##### DATA FOR PROCESSING
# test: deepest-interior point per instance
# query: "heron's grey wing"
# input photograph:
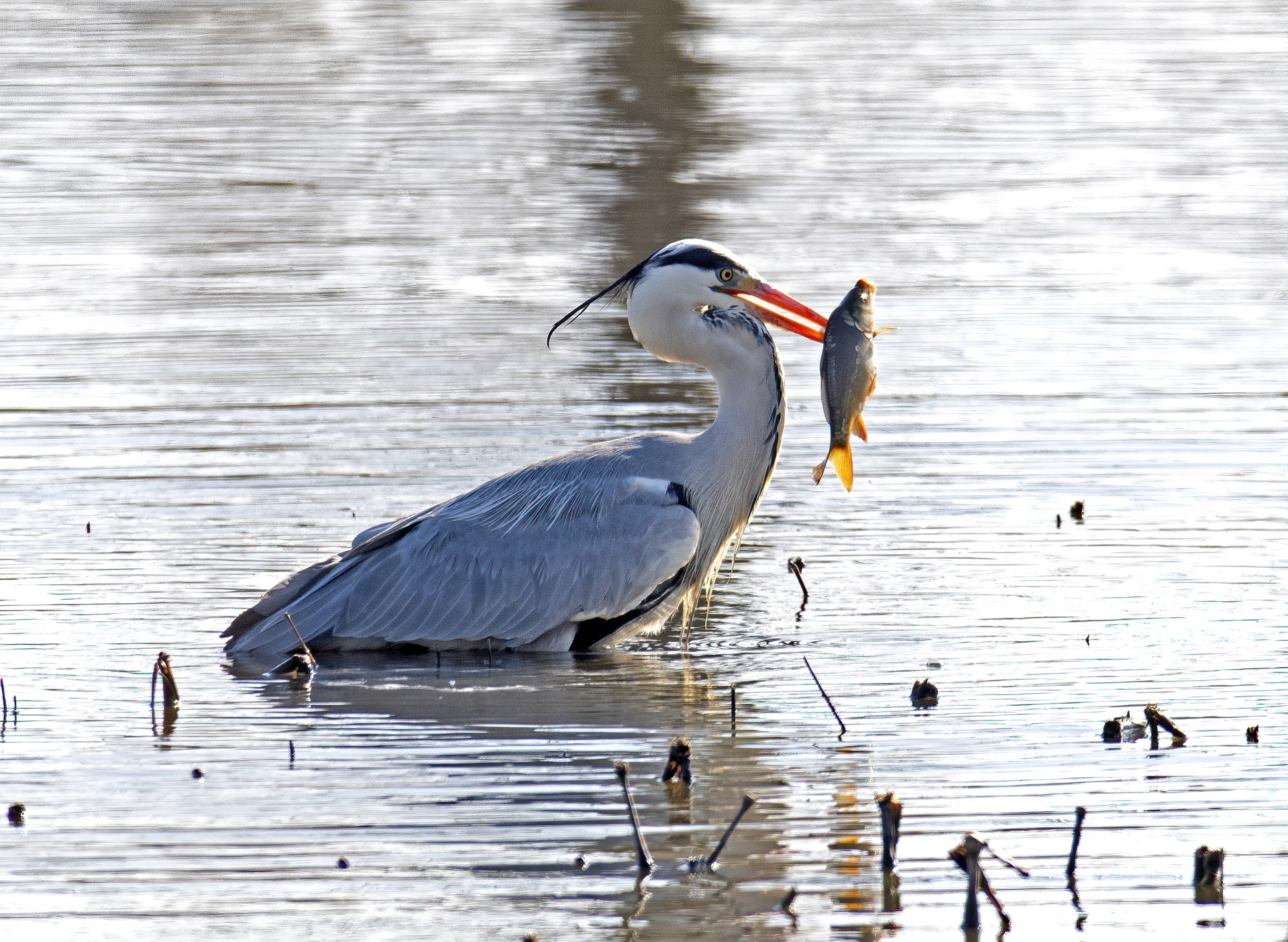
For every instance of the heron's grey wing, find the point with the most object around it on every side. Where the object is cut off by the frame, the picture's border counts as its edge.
(521, 557)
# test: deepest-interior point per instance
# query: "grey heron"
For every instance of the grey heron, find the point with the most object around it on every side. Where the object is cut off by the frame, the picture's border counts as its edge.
(585, 550)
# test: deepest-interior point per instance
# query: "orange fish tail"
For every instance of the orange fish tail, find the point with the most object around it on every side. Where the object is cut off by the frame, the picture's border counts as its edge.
(844, 463)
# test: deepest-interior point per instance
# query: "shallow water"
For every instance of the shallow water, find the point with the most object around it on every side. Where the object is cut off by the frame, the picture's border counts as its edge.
(276, 272)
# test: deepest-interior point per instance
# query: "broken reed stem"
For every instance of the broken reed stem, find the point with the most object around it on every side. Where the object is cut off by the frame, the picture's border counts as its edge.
(307, 652)
(959, 856)
(169, 688)
(747, 800)
(1157, 719)
(643, 857)
(826, 698)
(1077, 837)
(678, 762)
(796, 565)
(970, 848)
(786, 905)
(892, 812)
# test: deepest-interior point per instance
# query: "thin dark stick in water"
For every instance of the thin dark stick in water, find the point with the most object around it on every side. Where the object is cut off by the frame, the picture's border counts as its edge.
(826, 698)
(1157, 719)
(1077, 837)
(786, 905)
(678, 762)
(960, 856)
(643, 857)
(307, 652)
(892, 812)
(969, 849)
(747, 800)
(796, 565)
(169, 688)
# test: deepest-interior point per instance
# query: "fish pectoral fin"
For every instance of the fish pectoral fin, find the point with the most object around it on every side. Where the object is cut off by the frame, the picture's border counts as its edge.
(857, 427)
(844, 464)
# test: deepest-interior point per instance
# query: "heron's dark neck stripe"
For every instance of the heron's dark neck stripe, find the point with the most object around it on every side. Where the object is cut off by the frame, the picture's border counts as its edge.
(697, 256)
(612, 293)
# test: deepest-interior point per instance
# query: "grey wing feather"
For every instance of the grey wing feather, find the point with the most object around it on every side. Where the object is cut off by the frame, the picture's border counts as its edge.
(545, 547)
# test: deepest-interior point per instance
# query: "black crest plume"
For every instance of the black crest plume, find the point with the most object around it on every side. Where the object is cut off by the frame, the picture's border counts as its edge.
(612, 293)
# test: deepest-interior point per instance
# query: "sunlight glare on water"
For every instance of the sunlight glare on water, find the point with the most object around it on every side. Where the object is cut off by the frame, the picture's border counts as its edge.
(277, 272)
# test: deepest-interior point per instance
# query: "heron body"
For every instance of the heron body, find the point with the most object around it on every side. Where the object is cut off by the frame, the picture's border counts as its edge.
(585, 550)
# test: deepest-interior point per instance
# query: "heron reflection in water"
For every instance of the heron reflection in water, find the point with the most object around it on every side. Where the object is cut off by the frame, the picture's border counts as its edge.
(586, 550)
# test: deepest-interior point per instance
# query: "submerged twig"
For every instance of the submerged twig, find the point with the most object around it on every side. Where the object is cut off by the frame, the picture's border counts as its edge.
(643, 857)
(826, 698)
(747, 800)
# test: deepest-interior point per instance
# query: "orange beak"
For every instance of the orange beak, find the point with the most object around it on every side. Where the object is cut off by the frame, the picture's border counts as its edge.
(781, 309)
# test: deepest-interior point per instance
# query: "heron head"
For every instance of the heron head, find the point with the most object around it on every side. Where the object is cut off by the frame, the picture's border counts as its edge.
(690, 277)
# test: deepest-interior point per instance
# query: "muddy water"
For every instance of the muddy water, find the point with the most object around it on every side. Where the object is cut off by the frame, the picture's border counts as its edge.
(276, 272)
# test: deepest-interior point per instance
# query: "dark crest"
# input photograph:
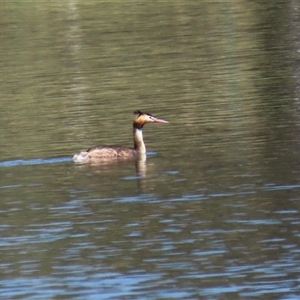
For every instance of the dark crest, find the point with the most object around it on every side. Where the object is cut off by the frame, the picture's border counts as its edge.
(138, 112)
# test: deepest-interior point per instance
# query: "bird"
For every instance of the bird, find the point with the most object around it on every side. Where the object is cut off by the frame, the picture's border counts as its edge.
(103, 154)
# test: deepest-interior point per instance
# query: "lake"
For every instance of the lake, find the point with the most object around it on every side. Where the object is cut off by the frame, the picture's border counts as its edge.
(213, 212)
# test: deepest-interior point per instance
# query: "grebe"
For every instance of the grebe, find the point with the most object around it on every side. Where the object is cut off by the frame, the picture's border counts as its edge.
(100, 154)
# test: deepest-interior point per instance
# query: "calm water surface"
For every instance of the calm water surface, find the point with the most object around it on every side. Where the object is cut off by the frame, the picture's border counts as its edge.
(214, 211)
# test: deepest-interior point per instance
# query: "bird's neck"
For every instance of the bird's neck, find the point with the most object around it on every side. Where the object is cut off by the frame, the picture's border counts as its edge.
(139, 145)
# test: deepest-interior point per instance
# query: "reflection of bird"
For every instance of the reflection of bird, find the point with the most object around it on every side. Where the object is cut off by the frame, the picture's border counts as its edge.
(101, 154)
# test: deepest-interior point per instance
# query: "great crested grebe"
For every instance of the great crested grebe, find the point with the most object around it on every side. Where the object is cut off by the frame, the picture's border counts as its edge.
(100, 154)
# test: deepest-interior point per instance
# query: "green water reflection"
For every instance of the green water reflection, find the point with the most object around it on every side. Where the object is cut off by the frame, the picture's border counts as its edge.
(220, 188)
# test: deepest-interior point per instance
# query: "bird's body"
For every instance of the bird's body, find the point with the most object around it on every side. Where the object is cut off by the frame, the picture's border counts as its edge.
(101, 154)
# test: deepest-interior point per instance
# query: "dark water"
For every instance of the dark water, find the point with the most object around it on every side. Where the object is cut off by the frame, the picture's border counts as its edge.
(213, 213)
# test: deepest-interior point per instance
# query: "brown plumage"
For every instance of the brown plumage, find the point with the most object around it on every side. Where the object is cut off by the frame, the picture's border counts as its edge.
(101, 154)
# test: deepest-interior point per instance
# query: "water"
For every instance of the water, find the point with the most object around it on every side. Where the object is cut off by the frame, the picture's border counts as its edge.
(213, 213)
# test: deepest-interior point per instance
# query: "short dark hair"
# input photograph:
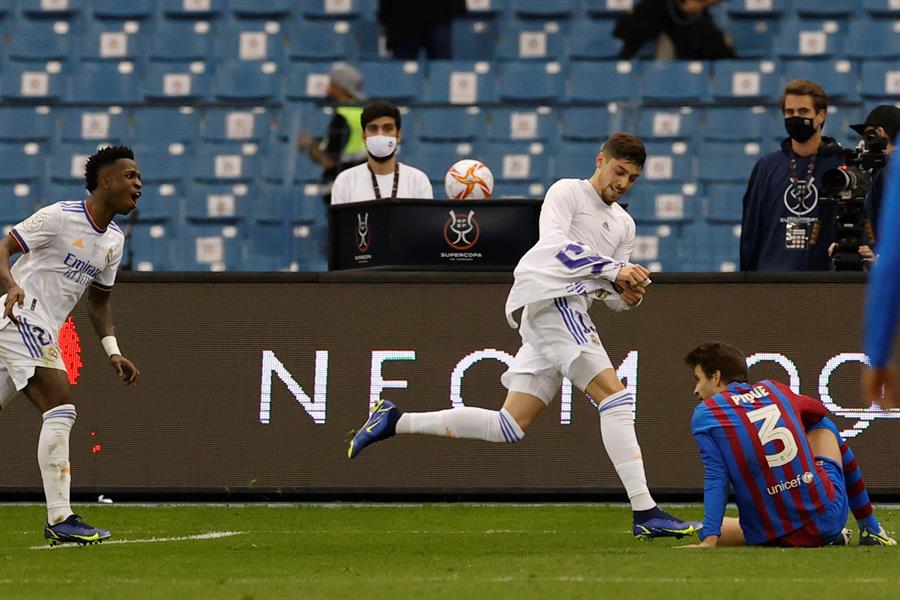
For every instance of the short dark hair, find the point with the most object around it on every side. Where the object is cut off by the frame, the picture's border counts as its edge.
(380, 108)
(625, 146)
(105, 156)
(805, 87)
(719, 356)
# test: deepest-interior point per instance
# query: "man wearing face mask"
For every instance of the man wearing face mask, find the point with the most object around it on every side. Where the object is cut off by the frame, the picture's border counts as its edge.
(382, 175)
(785, 226)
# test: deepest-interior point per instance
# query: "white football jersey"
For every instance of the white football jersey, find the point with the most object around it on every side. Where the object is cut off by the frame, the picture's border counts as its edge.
(65, 252)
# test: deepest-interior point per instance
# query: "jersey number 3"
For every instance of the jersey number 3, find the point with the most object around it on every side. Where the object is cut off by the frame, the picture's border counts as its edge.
(770, 431)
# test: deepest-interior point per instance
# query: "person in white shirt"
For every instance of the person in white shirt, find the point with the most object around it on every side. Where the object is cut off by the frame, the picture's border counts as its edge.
(382, 175)
(585, 243)
(68, 247)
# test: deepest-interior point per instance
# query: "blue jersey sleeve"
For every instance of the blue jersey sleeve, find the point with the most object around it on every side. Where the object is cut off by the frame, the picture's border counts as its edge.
(883, 301)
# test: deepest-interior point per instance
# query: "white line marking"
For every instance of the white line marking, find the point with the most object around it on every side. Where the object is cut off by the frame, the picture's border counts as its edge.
(212, 535)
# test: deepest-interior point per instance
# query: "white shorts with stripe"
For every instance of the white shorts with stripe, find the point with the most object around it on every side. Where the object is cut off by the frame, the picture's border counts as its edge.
(24, 347)
(558, 339)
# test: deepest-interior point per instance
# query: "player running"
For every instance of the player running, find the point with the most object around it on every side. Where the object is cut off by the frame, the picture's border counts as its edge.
(795, 480)
(67, 246)
(585, 242)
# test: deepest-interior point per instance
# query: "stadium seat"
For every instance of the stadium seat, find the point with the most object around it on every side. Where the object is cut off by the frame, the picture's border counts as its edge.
(41, 41)
(243, 81)
(667, 124)
(588, 123)
(320, 40)
(254, 9)
(180, 41)
(591, 40)
(116, 9)
(522, 124)
(530, 41)
(474, 39)
(880, 80)
(601, 82)
(745, 82)
(94, 124)
(460, 82)
(26, 124)
(454, 124)
(21, 83)
(106, 83)
(675, 83)
(840, 77)
(530, 82)
(873, 40)
(396, 81)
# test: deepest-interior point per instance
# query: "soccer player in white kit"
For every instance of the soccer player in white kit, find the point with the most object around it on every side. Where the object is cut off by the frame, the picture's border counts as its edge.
(585, 242)
(68, 247)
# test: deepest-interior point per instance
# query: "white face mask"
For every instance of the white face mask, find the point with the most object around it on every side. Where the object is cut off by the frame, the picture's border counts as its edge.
(381, 146)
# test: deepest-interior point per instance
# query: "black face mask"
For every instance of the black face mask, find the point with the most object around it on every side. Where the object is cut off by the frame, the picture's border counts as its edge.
(799, 128)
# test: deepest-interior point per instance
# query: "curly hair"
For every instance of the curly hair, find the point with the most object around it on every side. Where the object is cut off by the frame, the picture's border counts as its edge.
(105, 156)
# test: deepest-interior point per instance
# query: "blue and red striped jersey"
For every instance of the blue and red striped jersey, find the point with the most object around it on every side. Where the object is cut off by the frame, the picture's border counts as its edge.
(753, 436)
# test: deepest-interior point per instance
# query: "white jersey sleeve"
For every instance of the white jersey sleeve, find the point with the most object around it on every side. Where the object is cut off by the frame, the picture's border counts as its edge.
(40, 229)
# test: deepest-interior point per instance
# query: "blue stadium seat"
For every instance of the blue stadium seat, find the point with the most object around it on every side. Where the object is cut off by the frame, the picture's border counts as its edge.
(745, 82)
(41, 41)
(474, 39)
(306, 81)
(254, 9)
(530, 82)
(880, 80)
(588, 123)
(94, 124)
(873, 40)
(116, 9)
(840, 78)
(320, 40)
(740, 124)
(112, 41)
(22, 83)
(724, 202)
(180, 41)
(665, 124)
(164, 126)
(530, 41)
(675, 82)
(454, 124)
(26, 124)
(592, 40)
(460, 82)
(397, 81)
(525, 124)
(194, 9)
(106, 83)
(252, 41)
(243, 81)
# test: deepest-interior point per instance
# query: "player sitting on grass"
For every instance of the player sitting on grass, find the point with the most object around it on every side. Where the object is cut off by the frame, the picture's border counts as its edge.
(793, 475)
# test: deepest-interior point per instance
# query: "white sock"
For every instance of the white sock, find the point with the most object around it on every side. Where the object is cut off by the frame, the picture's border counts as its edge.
(53, 458)
(465, 422)
(620, 441)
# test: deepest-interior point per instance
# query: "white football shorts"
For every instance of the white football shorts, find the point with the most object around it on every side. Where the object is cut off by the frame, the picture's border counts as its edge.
(24, 347)
(558, 339)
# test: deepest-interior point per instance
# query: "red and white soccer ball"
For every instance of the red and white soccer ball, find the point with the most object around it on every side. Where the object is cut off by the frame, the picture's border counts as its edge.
(469, 179)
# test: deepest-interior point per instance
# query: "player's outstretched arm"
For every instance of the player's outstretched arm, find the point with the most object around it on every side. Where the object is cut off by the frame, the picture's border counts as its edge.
(100, 311)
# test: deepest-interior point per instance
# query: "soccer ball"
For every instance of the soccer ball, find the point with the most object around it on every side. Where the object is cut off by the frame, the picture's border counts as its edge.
(469, 179)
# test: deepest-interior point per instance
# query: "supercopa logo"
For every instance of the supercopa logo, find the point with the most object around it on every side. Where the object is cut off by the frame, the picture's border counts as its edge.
(363, 237)
(461, 231)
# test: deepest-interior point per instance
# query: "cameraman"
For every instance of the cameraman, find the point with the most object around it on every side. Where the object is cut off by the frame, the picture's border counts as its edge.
(785, 227)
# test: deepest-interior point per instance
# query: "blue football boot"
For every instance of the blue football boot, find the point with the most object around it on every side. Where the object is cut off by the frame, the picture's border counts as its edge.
(75, 531)
(654, 523)
(381, 425)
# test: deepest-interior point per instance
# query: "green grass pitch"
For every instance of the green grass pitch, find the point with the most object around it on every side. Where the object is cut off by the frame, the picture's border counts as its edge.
(432, 551)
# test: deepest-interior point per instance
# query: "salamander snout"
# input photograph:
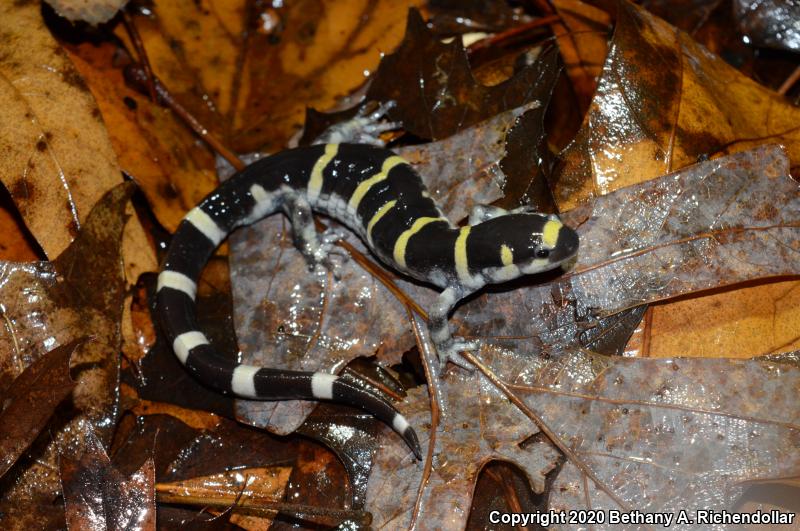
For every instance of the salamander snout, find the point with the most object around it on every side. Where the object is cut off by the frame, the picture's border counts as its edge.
(565, 247)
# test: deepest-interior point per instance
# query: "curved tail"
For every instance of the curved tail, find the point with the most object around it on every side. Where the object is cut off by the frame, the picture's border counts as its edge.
(239, 201)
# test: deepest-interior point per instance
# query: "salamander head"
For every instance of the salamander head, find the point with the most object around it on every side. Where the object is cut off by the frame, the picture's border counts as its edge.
(519, 244)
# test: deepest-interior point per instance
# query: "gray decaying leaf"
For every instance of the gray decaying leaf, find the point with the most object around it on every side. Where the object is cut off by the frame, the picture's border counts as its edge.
(659, 434)
(287, 317)
(655, 434)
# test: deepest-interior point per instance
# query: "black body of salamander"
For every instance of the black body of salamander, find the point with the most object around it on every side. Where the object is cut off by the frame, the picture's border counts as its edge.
(379, 196)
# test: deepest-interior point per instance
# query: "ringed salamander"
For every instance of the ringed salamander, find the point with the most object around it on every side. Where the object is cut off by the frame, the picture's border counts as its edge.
(379, 196)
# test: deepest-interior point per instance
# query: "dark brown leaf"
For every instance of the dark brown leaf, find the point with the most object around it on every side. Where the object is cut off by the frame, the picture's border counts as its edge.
(445, 97)
(30, 401)
(51, 303)
(97, 497)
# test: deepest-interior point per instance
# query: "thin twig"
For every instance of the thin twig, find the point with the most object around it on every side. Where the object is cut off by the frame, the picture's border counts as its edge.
(141, 53)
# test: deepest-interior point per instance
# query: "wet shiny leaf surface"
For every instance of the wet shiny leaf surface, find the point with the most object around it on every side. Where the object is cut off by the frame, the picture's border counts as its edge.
(676, 259)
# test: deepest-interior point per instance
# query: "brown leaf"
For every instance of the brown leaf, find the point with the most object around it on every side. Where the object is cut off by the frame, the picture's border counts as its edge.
(57, 159)
(94, 12)
(684, 431)
(199, 420)
(749, 321)
(53, 303)
(477, 424)
(584, 45)
(770, 23)
(662, 102)
(97, 497)
(257, 88)
(449, 99)
(713, 224)
(17, 245)
(30, 401)
(313, 326)
(173, 170)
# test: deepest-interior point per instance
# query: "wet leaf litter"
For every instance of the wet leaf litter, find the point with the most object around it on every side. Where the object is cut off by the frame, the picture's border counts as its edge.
(675, 180)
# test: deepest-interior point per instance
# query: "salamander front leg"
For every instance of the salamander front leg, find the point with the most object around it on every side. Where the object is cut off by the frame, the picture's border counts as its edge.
(448, 347)
(316, 248)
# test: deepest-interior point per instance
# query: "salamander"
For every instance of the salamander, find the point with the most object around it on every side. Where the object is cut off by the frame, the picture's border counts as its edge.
(381, 198)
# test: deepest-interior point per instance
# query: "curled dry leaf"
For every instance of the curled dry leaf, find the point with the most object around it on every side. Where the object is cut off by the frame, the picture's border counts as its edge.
(52, 303)
(293, 56)
(747, 321)
(714, 224)
(98, 497)
(322, 323)
(31, 400)
(57, 159)
(449, 99)
(161, 154)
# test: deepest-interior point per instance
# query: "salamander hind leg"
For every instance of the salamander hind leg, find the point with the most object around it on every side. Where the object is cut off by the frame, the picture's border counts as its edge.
(316, 248)
(448, 348)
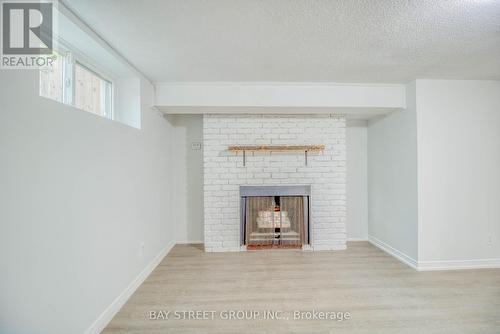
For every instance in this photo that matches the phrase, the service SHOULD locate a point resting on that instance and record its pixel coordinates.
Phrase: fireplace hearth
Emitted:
(275, 216)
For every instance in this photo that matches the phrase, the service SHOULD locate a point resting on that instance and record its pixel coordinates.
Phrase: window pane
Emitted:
(51, 81)
(91, 92)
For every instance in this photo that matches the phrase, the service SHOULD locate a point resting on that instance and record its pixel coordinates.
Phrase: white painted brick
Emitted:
(224, 172)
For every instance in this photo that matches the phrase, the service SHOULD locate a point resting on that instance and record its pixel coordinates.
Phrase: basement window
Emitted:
(71, 82)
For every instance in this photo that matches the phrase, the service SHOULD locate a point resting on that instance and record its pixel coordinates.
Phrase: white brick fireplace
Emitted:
(224, 172)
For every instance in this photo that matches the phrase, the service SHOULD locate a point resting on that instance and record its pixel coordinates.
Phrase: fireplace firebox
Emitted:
(275, 216)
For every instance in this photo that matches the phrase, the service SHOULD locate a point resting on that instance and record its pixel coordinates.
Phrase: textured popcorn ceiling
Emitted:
(301, 40)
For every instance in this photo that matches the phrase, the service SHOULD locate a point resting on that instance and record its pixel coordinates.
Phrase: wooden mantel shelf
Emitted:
(276, 148)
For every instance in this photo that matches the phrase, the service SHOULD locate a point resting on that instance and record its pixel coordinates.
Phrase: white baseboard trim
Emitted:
(108, 314)
(393, 252)
(188, 242)
(456, 265)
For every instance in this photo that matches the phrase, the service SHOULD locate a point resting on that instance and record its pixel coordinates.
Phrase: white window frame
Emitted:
(70, 58)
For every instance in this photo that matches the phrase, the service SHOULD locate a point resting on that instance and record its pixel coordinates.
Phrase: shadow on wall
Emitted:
(188, 176)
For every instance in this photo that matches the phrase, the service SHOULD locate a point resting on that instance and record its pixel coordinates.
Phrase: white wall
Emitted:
(458, 170)
(357, 183)
(188, 183)
(79, 194)
(392, 180)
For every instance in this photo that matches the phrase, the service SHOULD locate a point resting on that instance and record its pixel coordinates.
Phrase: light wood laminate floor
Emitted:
(381, 294)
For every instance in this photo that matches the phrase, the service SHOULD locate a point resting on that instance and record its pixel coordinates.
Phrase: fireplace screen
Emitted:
(275, 221)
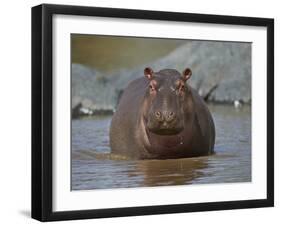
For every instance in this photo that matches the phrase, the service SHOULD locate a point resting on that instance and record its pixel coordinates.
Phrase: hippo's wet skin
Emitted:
(160, 116)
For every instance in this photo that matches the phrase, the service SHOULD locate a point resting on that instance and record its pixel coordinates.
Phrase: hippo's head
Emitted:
(165, 97)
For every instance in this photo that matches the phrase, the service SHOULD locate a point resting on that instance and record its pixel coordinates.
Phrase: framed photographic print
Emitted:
(145, 112)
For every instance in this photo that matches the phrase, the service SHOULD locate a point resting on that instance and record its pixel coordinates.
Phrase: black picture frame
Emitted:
(42, 107)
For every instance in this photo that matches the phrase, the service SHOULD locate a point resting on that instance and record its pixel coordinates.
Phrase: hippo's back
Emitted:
(124, 122)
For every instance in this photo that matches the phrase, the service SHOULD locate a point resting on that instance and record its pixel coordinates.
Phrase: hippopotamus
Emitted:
(160, 116)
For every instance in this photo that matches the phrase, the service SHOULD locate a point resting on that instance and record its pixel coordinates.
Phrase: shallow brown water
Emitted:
(94, 168)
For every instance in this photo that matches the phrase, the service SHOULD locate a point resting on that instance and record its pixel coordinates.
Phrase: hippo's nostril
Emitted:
(170, 116)
(158, 114)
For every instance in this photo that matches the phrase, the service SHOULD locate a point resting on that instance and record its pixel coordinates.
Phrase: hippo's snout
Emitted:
(165, 116)
(164, 123)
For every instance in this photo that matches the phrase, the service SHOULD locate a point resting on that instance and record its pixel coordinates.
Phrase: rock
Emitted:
(221, 72)
(91, 90)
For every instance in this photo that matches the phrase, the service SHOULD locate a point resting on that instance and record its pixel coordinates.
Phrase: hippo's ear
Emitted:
(148, 72)
(186, 74)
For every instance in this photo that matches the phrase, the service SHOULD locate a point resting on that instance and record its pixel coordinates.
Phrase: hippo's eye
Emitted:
(152, 88)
##########
• YOUR TASK: Nothing but a number is expected here: how many lines above include the string "brick".

• OUTPUT BELOW: 2